=== Stated problem 1 ===
Answer these questions about the forum thread on concealed carry in Texas.
(a) Which bill does propellerhead suggest looking up for specifics?
(b) Which state does Liko81 name as having statutes that require the gun to be "secured"?
(c) What does sixguncowboy say a motel or hotel is considered?

# Concealed carry in Texas



## Guest (Jan 30, 2008)

Does anyone out there know about carrying your pistol in your car in texas without a ccp? Just a straight up answer would be appreciated. There are so many conflicting answers on line and its driving me nuts!


----------



## Christobevii3 (Jan 2, 2008)

It only needs to be out of site. They adjusted the rule a few years ago where there are no distance rules. Basically driving in a non illegal fashion (peddling drugs = no) and have the gun hidden and you are good. I have the statute in a binder if you need me to type it up.

Also, you should notify an officer that you have a gun if pulled over.


----------



## propellerhead (May 19, 2006)

Yes, as long as you can legally posses that gun, it is not in plain sight, you are not a gang member, and you are not committing a crime other than a minor traffic infraction. 

Look up House Bill 1815 if you want specifics.


----------



## Liko81 (Nov 21, 2007)

To clarify; if you meet the specifics in propellerhead's post, and the gun is not "in plain sight" (here having the same meaning as for 4th Amendment; the officer cannot open, push aside, or otherwise manipulate any covering object or container), then you can place the gun anywhere, including on your person. 

Similar statutes in other states like Florida require the gun to be "secured", such as in the glove compartment or center console or in a snapped holster in the car, and cannot be on your person unless you have a concealed carry permit. This is not true in Texas; while in your car, you can carry it in your waistband as if you were a CHL holder, and you can also "secure" the gun in an underseat holster, glove compartment or console. 

Understand that if you DO carry on your person and you exit your vehicle anywhere other than in front of your house, the gun must be left in the car before you exit or you are carrying unlawfully as soon as your foot hits the pavement.


----------



## sixguncowboy (Jul 7, 2009)

Liko81 said:


> Understand that if you DO carry on your person and you exit your vehicle anywhere other than in front of your house, the gun must be left in the car before you exit or you are carrying unlawfully as soon as your foot hits the pavement.


Everything you stated in your post is correct with the exception of the above sentence. You may also carry from your vehicle to a business that you own or that is under your control, a gun shop or gunsmith's shop, or a motel in which you have a room. A motel/hotel is considered your home whether it be for 1 night or one month.


----------



## sheepdog (Aug 23, 2006)

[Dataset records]

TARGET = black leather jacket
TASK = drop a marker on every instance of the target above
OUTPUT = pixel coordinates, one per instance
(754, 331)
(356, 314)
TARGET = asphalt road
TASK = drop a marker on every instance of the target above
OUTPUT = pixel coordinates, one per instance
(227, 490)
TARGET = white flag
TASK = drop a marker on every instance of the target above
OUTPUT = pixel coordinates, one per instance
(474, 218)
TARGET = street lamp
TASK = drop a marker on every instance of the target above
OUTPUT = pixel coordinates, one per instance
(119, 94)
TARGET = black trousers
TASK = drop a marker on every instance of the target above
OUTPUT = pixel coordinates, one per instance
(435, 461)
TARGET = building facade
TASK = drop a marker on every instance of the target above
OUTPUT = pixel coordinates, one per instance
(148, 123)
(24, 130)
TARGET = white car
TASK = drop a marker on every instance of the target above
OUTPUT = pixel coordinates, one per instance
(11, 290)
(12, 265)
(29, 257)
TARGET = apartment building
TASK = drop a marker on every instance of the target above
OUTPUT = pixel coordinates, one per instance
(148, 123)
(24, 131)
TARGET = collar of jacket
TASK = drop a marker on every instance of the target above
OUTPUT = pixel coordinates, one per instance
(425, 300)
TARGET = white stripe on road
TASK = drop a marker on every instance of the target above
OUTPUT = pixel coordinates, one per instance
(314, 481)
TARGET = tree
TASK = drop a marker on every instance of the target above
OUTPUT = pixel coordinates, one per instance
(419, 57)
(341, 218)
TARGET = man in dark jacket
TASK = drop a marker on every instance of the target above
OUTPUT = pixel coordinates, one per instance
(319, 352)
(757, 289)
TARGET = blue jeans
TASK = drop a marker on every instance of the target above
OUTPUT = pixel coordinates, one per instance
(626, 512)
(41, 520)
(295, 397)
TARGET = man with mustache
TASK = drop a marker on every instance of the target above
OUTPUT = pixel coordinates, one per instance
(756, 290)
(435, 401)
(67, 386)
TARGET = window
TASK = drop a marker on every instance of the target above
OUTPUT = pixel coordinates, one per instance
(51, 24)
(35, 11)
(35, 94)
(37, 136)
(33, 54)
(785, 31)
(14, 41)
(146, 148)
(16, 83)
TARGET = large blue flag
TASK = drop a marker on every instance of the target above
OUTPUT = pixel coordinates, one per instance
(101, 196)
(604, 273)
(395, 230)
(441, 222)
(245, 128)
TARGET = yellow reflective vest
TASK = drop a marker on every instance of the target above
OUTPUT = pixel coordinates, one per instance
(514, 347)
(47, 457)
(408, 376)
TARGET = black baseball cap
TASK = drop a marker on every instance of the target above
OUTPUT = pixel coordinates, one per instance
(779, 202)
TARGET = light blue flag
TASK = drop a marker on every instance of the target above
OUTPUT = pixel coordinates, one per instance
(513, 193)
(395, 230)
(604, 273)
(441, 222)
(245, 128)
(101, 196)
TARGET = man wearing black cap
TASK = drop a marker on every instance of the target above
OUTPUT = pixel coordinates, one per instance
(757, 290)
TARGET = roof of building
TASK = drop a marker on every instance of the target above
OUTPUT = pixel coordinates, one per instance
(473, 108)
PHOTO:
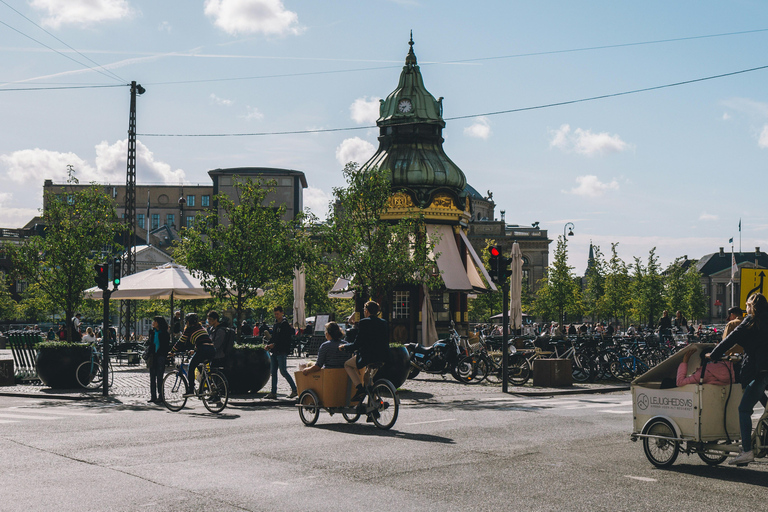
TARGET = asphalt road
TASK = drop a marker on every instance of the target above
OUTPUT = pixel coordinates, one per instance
(496, 453)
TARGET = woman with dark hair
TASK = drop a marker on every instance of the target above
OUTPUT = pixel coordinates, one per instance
(196, 334)
(752, 335)
(158, 344)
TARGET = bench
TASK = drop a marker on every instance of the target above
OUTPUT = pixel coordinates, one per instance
(23, 347)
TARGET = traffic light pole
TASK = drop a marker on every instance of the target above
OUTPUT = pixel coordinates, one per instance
(505, 337)
(105, 333)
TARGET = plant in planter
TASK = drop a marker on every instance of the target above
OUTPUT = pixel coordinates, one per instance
(57, 363)
(397, 368)
(247, 368)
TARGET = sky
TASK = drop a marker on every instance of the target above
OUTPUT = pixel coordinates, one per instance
(538, 89)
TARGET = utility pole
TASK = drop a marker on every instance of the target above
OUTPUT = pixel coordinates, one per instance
(129, 263)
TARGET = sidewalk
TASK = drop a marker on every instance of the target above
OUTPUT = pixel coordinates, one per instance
(131, 386)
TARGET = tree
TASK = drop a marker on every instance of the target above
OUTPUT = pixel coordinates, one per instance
(595, 285)
(242, 245)
(80, 226)
(647, 286)
(377, 254)
(617, 299)
(559, 292)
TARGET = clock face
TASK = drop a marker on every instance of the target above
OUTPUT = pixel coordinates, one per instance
(405, 106)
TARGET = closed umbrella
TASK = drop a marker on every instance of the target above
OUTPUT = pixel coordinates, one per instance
(299, 290)
(516, 289)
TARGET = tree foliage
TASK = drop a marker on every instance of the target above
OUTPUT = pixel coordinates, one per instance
(243, 244)
(377, 254)
(80, 226)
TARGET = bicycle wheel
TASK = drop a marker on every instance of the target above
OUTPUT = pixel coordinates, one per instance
(174, 387)
(89, 375)
(519, 370)
(659, 451)
(387, 404)
(215, 393)
(309, 407)
(351, 418)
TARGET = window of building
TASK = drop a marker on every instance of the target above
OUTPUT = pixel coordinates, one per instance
(401, 305)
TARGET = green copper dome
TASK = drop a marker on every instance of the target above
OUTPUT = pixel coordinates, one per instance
(411, 142)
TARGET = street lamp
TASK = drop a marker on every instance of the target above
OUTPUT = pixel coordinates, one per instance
(569, 229)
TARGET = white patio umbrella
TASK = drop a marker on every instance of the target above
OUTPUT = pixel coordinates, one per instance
(299, 289)
(516, 289)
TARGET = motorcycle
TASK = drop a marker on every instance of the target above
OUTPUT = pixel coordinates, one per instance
(445, 356)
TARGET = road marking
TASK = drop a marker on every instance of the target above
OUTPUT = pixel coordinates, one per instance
(433, 421)
(641, 478)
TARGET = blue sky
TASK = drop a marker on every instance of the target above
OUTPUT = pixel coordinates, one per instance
(675, 168)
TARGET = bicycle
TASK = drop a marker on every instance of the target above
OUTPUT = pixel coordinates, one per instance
(89, 373)
(212, 387)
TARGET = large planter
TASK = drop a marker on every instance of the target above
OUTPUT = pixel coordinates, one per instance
(247, 369)
(56, 366)
(397, 368)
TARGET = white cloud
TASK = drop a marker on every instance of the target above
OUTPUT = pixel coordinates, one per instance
(269, 17)
(763, 140)
(481, 129)
(590, 186)
(82, 12)
(35, 165)
(221, 101)
(364, 110)
(253, 114)
(317, 201)
(354, 150)
(584, 142)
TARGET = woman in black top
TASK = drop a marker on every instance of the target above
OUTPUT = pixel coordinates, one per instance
(158, 345)
(752, 336)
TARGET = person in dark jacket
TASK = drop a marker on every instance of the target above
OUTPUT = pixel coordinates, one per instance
(158, 343)
(752, 335)
(371, 345)
(279, 346)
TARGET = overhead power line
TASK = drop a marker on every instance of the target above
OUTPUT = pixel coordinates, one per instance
(469, 116)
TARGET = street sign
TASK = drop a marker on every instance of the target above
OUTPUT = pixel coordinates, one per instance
(752, 280)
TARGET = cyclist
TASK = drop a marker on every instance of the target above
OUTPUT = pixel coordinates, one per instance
(752, 335)
(371, 345)
(196, 334)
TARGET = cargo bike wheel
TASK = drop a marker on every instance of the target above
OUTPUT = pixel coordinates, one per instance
(661, 452)
(386, 403)
(309, 407)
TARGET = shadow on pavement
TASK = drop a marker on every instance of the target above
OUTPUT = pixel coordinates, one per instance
(370, 430)
(746, 475)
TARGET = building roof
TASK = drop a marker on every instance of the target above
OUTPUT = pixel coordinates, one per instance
(245, 171)
(717, 261)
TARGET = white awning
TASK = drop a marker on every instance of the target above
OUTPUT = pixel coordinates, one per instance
(449, 259)
(478, 263)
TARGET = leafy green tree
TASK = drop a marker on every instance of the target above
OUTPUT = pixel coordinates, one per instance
(647, 287)
(594, 290)
(616, 302)
(559, 291)
(243, 245)
(377, 254)
(79, 227)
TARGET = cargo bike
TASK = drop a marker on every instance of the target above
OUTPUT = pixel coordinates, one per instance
(695, 418)
(331, 389)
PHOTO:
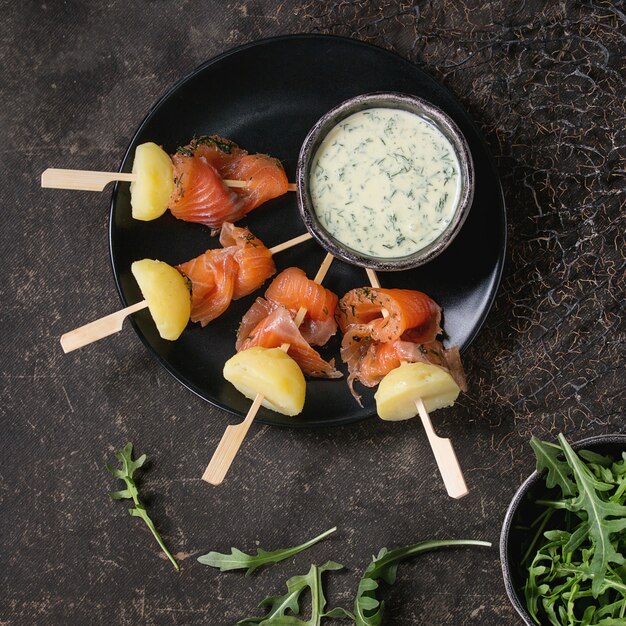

=== Stated problem 2 ===
Collect every line of the records above that contains the string "window".

=== Full output 1 ===
(a) House Bill 1815
(b) Florida
(c) Your home, whether for one night or one month

=== Full output 2 ===
TARGET = window
TARGET = window of building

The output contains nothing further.